-------- Document extract --------
Bangkok Post reviews
Catching the buffet bug
- Writer: Bangkok Post Editorial
- Published: June 28, 2013 at 8:18 am
Japanese gastro-bar pulls in the punters with impressive all-you-can-eat selection
Although the buffet is very popular, the restaurant offers a self-service food station to ensure that the customers’ appetites are satisfied at all times.
Over the past couple of years, an astounding number of restaurateurs looking for success in Thailand's highly competitive gastronomy business have turned to the same magic marketing ploy _ the buffet.
Making Vegas look like a buffet novice, Bangkok has added various culinary genres to the all-you-can-eat formula: barbecues, seafood, sushi, shabu shabu, fine Chinese, dim sum, high tea, street food, desserts _ you name it. As the punters queue up for more, the cash flows into the tills, and everyone's a winner.
Even some well-established a la carte venues can't resist the buffet bug.
In order to attract a budget-sensitive crowd, they either transform themselves solely into buffet joints or offer the eat-all-you-can experience alongside the original venture.
--------
**Exercise goal**
In the buffet review, what single marketing ploy does the writer say many Thai restaurateurs have adopted over the past couple of years?
-------- Available data --------
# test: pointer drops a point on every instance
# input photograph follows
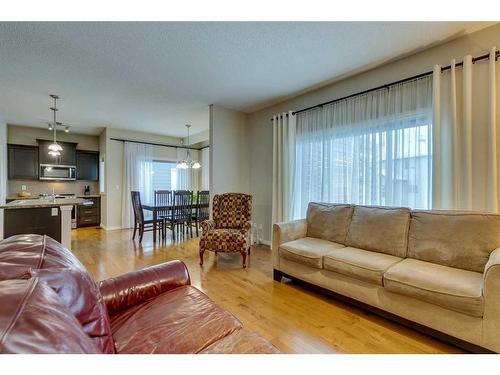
--------
**Task result**
The buffet.